**EXERCISE AIM:** The entries that follow include a run beginning at the line with "the brown jedi robe" and ending at the line with "the scout trooper costume"; restate that run word for word and leave the rest out.

───── EXERCISE INPUTS

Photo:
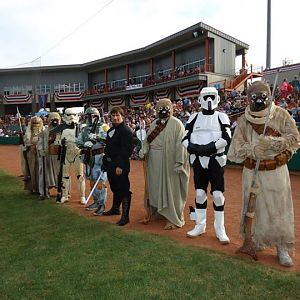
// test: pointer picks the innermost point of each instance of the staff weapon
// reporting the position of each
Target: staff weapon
(141, 135)
(92, 190)
(44, 165)
(62, 158)
(88, 151)
(28, 175)
(248, 245)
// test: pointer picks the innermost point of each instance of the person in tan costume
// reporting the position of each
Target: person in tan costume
(167, 167)
(48, 157)
(34, 129)
(273, 223)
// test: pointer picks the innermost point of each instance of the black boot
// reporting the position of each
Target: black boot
(115, 209)
(125, 211)
(100, 210)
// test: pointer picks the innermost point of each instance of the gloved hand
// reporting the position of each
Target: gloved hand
(88, 144)
(178, 168)
(277, 144)
(141, 154)
(43, 152)
(101, 185)
(23, 148)
(92, 136)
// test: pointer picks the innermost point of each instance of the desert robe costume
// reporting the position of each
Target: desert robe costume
(167, 189)
(274, 218)
(48, 159)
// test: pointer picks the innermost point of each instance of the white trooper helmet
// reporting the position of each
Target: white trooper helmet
(209, 98)
(91, 114)
(103, 131)
(71, 116)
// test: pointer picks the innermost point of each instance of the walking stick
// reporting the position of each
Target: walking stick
(248, 245)
(92, 190)
(141, 135)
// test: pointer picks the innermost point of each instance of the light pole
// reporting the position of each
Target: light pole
(268, 56)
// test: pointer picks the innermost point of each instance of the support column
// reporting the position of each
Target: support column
(152, 68)
(106, 79)
(127, 73)
(173, 64)
(2, 108)
(206, 55)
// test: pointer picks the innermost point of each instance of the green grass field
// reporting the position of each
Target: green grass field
(49, 252)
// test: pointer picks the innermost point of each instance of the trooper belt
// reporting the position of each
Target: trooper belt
(97, 151)
(269, 164)
(93, 152)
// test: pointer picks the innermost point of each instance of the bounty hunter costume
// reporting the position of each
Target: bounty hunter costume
(207, 135)
(34, 128)
(69, 132)
(91, 141)
(167, 166)
(48, 157)
(274, 218)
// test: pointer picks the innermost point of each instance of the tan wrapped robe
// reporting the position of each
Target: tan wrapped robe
(274, 218)
(167, 189)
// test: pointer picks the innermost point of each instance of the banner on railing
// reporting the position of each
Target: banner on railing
(139, 99)
(98, 103)
(16, 99)
(162, 94)
(192, 90)
(68, 96)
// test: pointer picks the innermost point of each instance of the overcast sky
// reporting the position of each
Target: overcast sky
(62, 32)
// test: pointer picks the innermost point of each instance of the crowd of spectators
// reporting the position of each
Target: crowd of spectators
(232, 103)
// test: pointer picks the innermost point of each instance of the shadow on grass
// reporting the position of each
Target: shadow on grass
(48, 252)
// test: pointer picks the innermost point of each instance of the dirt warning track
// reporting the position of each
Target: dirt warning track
(10, 162)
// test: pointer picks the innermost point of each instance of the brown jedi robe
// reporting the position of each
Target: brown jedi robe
(167, 189)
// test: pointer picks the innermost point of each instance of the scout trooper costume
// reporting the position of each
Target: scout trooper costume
(69, 133)
(91, 141)
(207, 135)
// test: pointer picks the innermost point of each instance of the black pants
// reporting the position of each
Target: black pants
(214, 174)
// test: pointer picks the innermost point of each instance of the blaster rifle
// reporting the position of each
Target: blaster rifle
(248, 246)
(62, 158)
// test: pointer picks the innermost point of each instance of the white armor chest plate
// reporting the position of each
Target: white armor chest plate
(206, 129)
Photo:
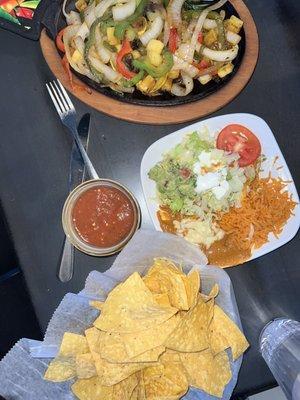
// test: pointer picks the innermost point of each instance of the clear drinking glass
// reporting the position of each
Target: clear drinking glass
(280, 347)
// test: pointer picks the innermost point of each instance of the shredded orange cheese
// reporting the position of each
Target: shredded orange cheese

──────────

**ANSWER TO THIS PROBLEM:**
// test: pointer picks the innermost point of each instance of the brown jedi robe
// reporting the position of each
Target: brown jedi robe
(167, 189)
// test: pointer picks the innermost point of each instance of the scout trooper costume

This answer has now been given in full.